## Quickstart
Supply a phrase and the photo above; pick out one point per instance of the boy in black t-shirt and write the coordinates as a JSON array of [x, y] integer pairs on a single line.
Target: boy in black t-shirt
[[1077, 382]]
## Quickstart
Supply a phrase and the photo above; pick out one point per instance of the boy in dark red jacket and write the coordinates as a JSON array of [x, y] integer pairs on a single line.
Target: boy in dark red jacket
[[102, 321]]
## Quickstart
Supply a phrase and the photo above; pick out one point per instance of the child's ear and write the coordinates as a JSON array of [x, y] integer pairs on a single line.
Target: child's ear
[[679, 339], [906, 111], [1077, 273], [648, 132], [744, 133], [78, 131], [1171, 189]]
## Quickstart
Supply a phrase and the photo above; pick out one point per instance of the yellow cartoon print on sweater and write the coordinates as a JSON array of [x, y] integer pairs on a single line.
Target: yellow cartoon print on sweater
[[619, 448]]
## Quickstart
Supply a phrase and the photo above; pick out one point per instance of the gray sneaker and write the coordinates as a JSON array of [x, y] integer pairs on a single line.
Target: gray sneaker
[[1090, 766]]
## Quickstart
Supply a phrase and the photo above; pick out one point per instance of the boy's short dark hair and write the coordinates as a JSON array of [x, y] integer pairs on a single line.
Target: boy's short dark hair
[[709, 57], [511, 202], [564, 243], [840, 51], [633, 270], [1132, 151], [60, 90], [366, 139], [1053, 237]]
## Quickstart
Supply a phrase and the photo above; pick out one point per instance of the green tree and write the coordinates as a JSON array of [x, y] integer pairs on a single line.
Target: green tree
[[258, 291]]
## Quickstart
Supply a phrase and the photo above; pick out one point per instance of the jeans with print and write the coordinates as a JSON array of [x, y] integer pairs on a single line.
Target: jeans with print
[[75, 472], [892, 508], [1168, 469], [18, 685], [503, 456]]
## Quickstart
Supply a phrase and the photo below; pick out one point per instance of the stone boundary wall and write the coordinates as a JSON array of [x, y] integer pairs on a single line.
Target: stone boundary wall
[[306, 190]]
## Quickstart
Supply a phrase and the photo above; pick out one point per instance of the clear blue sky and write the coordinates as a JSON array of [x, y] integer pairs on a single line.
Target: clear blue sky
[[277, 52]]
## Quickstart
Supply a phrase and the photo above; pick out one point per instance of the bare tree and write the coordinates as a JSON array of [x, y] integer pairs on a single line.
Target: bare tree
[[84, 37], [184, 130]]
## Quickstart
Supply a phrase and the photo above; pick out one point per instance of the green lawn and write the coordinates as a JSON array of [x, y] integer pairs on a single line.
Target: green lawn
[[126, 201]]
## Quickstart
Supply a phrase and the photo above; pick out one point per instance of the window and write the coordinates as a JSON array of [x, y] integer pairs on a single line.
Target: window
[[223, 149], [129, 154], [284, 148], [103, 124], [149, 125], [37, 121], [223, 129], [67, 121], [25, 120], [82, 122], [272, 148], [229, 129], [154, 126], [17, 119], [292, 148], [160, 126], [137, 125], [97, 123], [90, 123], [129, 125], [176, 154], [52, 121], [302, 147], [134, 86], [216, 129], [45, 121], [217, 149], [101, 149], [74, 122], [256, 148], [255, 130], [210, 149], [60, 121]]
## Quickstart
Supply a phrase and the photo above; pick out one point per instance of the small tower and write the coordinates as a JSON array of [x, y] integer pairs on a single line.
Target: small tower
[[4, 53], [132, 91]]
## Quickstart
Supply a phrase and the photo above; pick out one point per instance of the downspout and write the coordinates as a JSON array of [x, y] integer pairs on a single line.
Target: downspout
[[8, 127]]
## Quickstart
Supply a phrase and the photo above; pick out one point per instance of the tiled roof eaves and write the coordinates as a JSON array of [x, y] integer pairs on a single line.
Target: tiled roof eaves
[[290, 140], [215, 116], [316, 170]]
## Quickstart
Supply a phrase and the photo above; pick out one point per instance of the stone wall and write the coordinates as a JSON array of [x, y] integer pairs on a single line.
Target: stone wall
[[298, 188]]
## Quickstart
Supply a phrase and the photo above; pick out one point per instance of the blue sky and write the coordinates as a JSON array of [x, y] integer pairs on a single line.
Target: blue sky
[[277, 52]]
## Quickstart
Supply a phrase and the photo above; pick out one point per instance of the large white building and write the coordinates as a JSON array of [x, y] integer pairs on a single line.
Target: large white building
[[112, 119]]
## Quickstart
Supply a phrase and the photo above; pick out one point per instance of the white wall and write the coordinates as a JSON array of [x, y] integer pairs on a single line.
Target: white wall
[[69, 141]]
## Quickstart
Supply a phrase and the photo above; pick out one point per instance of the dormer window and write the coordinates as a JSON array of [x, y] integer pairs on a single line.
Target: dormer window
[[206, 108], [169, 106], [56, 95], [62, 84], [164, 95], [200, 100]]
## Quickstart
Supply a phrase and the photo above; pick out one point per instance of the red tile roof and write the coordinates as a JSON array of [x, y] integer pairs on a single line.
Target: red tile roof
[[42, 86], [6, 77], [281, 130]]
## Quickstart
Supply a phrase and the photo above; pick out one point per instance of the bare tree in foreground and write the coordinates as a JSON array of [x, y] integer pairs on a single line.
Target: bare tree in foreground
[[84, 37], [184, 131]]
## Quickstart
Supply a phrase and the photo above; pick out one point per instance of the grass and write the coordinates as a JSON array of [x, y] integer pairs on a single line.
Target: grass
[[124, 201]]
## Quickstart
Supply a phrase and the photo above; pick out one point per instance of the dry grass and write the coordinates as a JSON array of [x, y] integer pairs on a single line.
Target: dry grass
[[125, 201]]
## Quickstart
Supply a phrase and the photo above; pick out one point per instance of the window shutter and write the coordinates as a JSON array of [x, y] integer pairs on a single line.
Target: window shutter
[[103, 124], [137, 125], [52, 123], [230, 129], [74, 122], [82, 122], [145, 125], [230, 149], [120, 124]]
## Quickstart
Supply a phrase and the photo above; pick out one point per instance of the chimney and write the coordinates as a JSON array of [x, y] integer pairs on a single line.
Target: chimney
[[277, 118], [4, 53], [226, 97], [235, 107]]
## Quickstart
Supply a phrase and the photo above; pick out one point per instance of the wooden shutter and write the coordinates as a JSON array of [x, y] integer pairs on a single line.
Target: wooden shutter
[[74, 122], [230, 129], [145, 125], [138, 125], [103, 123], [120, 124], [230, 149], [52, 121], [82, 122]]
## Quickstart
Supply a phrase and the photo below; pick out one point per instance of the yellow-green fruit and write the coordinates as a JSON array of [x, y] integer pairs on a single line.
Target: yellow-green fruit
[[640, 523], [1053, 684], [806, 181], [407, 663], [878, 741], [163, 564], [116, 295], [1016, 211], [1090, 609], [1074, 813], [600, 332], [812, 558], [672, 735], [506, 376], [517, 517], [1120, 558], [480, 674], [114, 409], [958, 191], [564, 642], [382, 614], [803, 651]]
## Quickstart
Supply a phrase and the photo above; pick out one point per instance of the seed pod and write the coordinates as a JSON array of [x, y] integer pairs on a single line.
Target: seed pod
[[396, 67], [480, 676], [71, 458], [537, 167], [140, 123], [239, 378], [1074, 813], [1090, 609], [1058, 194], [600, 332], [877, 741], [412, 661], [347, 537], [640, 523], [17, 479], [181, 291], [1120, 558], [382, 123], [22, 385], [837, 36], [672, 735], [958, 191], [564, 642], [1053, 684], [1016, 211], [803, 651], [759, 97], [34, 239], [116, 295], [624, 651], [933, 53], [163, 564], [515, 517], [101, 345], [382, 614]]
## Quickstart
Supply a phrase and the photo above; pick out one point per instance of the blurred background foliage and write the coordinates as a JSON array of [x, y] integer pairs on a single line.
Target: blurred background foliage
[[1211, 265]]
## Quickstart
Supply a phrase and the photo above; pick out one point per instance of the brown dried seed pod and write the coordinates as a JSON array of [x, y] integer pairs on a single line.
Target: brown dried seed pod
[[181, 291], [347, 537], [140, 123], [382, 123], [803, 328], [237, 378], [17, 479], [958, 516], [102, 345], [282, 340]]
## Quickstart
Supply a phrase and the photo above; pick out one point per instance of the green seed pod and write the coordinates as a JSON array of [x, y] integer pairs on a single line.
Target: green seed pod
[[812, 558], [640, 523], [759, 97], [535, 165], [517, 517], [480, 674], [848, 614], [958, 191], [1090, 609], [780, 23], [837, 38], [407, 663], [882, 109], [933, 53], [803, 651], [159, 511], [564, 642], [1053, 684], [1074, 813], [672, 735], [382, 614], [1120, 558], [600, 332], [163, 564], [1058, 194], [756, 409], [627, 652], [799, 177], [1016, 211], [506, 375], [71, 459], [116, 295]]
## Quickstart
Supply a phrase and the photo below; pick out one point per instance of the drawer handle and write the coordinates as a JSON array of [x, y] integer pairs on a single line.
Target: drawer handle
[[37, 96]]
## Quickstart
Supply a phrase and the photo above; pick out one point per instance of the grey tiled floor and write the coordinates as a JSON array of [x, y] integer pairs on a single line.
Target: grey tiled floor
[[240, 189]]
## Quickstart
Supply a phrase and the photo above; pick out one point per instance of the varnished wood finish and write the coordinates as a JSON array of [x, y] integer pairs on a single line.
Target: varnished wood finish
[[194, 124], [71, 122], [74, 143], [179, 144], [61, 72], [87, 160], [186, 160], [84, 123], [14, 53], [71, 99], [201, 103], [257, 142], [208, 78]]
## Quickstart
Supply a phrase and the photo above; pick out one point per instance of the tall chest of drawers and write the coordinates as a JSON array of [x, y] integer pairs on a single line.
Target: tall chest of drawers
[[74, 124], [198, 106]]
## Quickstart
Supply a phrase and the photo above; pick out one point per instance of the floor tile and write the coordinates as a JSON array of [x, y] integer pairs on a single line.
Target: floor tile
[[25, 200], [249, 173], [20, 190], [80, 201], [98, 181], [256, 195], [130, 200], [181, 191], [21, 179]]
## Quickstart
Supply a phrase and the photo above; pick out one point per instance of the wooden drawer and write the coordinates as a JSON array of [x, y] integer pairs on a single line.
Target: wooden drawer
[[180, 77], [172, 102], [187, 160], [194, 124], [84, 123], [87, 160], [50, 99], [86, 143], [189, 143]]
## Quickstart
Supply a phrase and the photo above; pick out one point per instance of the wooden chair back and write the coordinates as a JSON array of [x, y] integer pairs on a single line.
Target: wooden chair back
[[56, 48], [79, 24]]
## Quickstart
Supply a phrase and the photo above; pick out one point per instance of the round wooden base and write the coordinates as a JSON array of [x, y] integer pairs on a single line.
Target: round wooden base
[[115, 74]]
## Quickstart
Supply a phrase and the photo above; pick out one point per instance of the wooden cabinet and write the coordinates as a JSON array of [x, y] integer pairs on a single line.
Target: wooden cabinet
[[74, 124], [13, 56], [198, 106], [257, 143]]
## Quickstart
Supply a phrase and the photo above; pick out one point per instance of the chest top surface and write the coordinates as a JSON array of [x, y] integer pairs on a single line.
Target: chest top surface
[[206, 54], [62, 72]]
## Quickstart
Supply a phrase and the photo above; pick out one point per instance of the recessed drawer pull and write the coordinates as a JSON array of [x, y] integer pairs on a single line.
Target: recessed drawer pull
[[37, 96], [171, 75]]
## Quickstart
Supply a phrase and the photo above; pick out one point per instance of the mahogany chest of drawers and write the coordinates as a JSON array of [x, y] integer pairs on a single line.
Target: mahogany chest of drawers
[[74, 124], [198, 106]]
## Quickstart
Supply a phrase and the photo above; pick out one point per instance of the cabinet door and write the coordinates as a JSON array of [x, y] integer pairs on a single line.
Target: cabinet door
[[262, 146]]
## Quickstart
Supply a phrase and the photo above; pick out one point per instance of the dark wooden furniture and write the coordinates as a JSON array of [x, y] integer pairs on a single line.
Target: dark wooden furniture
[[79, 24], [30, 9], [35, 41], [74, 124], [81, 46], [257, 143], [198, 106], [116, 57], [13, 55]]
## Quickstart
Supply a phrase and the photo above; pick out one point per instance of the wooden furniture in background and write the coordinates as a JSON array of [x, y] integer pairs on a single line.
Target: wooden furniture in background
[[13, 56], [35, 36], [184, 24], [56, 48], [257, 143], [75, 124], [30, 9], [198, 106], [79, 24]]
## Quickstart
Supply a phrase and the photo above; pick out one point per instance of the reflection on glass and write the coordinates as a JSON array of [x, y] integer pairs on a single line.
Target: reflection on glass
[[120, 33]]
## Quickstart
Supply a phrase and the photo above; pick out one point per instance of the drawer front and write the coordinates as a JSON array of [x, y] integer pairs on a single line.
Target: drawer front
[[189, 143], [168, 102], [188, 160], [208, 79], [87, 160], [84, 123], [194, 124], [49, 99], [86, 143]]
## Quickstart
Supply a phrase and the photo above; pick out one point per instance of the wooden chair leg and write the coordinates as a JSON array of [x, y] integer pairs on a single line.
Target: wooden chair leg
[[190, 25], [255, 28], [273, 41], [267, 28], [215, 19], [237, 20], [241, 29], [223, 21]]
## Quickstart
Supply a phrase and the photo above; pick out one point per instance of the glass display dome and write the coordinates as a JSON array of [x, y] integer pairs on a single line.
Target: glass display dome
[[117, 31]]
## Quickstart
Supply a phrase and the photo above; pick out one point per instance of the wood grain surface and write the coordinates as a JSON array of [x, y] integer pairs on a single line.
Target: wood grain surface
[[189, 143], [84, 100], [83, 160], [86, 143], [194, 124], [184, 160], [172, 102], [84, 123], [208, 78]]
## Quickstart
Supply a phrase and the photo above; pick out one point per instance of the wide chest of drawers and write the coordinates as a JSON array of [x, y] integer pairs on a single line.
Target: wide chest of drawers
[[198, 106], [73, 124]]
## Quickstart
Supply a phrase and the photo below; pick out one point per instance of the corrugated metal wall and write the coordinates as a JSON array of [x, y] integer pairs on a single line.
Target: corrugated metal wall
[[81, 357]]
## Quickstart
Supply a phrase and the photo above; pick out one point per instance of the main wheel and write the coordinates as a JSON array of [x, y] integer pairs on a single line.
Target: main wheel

» What you need to do
Pick out every line above that contains the string "varnished", and copy each such line in full.

» Worked answer
Supply a phrase and the photo above; pick out one point per instance of the varnished wood finish and write the coordinates as a JSON array of [x, y] integer pairs on a single line.
Target: varnished wood finish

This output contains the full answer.